Exercise aim: Among the entries below, find each line holding "position" and return it.

Task input:

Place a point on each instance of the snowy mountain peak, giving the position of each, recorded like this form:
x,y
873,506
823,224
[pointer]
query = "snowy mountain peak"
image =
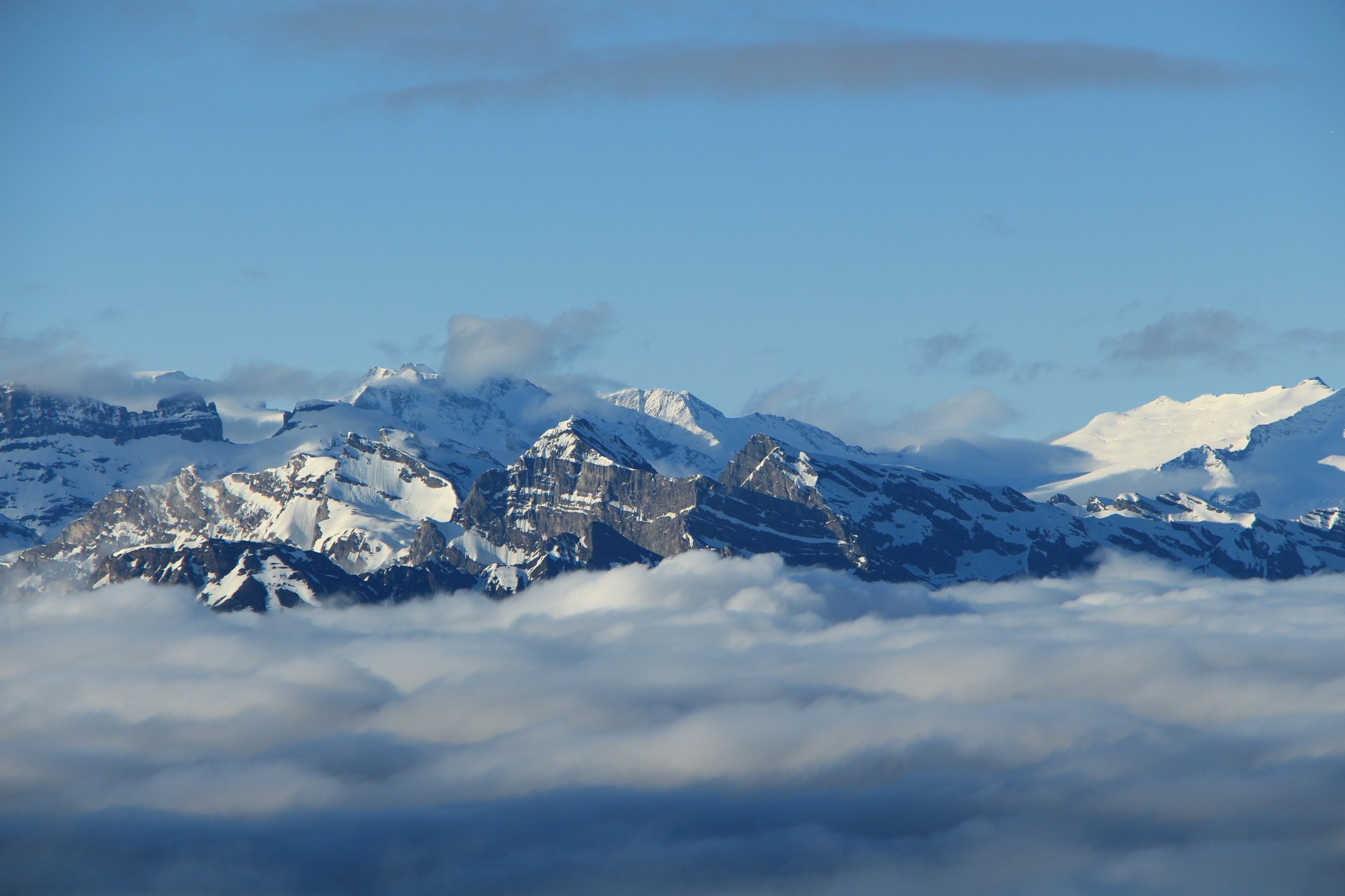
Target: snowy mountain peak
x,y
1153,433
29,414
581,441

* * *

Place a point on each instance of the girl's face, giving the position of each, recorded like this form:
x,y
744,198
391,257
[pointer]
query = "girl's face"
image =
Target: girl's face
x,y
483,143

* * *

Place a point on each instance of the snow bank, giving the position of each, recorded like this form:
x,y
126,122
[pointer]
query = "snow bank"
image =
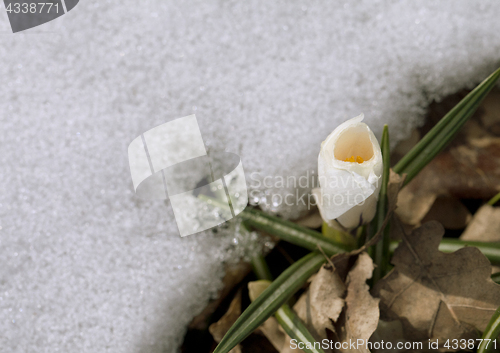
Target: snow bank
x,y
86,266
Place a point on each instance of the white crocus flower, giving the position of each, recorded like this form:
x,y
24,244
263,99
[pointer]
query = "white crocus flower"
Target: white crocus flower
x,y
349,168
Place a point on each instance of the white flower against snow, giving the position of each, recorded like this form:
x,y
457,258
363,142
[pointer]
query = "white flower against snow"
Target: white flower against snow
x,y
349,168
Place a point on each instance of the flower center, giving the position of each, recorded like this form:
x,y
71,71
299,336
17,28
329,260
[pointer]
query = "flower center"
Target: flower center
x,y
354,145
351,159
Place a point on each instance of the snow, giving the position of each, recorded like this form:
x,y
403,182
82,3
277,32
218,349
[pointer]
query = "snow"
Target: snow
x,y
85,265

Solved problem:
Place a point on each instance of the snowy mountain peak, giving the position of each, recorded like this form:
Place a point on each instance of the girl's face, giving the position of each, recorded like this form:
Place a point on each instance of the snow bank, giving the position of each, recorded like this form:
Place a point on each instance of the white crocus flower, giving the position of each, recorded like this form:
Place a point on each instance of the white flower against snow, giving the position of each, recorded like this form:
Place a point on each instance of the flower center, giving the position of each, recorded like this form:
Place a point on each instance of the snow, giving the position of each, recorded like this form:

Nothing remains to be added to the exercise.